* start *

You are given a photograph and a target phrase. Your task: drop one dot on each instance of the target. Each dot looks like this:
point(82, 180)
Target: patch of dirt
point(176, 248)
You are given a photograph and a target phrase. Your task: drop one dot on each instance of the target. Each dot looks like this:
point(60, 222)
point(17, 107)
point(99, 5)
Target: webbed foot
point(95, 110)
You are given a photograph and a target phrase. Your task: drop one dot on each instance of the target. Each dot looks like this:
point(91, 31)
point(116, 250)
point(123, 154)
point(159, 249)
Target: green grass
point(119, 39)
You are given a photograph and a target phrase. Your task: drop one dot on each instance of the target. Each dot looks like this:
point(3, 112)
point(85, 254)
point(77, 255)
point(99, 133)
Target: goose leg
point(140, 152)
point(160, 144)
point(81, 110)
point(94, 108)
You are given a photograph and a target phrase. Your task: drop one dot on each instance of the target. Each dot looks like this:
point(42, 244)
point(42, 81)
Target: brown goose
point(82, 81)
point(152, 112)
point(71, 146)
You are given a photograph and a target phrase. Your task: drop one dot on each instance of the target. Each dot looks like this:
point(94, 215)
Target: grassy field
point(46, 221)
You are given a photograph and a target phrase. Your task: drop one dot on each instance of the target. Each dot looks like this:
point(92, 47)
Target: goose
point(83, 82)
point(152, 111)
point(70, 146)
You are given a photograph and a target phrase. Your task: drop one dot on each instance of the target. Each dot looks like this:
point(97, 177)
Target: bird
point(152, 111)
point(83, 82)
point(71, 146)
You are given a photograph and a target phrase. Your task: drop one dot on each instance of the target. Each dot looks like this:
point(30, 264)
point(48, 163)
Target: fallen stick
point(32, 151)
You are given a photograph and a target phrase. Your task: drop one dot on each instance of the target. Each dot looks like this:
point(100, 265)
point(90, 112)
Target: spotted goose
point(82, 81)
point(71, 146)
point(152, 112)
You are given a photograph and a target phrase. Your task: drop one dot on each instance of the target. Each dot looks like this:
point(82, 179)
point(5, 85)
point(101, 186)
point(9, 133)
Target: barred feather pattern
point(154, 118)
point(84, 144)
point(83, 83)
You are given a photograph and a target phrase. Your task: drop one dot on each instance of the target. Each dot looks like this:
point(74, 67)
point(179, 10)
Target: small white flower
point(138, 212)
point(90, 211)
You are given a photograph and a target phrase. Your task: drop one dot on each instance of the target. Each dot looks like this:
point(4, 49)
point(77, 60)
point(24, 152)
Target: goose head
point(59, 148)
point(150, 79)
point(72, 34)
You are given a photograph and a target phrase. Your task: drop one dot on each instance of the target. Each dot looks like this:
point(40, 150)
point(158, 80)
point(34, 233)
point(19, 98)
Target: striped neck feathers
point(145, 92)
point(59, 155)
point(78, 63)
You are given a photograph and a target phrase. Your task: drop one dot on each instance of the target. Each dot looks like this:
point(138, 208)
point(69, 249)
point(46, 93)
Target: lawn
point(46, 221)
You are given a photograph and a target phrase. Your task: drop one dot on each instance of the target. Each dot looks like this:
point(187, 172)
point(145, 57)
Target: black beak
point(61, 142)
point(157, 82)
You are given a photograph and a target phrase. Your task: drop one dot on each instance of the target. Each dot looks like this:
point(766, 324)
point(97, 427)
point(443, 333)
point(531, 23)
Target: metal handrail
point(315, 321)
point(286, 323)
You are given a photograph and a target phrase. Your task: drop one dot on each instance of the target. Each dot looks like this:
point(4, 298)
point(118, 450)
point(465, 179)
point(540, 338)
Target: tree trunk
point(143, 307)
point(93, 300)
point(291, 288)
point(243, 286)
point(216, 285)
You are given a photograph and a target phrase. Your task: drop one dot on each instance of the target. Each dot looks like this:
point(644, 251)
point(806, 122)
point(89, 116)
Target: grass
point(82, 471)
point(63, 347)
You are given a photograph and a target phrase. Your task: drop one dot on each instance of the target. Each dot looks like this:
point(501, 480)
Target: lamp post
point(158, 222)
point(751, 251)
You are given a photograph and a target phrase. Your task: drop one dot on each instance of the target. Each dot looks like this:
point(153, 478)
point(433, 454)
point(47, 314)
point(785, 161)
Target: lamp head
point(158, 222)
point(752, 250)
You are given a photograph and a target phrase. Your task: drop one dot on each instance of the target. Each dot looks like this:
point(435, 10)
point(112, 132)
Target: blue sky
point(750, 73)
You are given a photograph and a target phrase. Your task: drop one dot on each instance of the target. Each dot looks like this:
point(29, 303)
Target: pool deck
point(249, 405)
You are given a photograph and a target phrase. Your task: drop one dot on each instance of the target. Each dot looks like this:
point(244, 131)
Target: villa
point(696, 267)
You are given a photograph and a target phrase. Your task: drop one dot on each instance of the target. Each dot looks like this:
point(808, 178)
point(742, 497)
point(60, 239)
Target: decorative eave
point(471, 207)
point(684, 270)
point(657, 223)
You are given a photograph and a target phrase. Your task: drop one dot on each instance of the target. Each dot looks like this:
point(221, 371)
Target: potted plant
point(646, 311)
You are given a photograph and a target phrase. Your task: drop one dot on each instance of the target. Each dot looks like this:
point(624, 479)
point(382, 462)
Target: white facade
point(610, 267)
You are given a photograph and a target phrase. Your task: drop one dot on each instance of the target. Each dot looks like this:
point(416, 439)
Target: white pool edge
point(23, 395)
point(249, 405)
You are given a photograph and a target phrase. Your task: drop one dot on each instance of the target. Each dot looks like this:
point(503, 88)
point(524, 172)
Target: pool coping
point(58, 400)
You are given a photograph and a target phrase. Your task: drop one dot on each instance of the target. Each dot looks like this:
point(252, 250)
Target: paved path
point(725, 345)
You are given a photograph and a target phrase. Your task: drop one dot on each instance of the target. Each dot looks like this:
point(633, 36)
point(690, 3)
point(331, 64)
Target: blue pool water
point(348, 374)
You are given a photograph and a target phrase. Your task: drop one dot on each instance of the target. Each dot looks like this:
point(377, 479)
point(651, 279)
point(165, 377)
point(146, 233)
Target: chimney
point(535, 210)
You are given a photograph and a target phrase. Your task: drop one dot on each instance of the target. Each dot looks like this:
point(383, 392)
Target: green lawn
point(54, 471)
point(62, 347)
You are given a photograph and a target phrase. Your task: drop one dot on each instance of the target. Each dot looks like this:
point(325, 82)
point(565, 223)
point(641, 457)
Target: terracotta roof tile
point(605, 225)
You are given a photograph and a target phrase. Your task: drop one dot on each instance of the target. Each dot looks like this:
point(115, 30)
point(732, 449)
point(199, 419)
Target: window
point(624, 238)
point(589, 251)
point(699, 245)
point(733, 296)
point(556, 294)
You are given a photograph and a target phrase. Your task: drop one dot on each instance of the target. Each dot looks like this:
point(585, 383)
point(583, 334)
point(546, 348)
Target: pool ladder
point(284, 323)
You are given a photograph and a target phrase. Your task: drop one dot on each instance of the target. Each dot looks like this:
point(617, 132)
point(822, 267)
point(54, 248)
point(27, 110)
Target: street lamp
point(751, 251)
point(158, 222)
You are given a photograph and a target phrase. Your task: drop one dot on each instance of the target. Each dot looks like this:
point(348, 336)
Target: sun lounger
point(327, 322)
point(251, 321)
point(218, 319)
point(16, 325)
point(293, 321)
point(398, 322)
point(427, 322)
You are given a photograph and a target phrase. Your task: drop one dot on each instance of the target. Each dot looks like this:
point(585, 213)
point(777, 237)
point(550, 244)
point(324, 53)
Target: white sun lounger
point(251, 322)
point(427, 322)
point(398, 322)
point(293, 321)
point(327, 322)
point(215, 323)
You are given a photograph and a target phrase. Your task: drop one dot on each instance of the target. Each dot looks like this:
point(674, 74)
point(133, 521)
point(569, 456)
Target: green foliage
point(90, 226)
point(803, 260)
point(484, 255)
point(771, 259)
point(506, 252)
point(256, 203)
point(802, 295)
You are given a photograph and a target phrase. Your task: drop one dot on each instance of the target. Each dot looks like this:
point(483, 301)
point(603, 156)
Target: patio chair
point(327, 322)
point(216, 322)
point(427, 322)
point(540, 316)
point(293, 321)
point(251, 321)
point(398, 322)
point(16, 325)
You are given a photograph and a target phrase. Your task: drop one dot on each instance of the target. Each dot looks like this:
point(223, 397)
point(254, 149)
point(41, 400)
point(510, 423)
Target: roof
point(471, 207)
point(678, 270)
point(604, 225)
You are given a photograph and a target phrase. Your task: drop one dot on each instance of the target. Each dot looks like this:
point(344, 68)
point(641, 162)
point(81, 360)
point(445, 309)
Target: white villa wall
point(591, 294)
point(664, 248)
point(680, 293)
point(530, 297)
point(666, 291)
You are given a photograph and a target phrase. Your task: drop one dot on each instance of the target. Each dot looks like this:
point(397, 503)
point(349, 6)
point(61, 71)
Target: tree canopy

* end *

Repeat the items from the start through the line containing "point(95, 110)", including that line.

**Expected answer:**
You are given a photograph and a target phrase. Your task: drop one dot on each instance of the target. Each dot looks like this:
point(82, 180)
Target: patch of dirt
point(176, 248)
You are given a photograph and a target phrase. Your task: drop one dot on each instance of the target. Each dot looks like this:
point(60, 222)
point(17, 107)
point(99, 5)
Target: webbed foot
point(95, 110)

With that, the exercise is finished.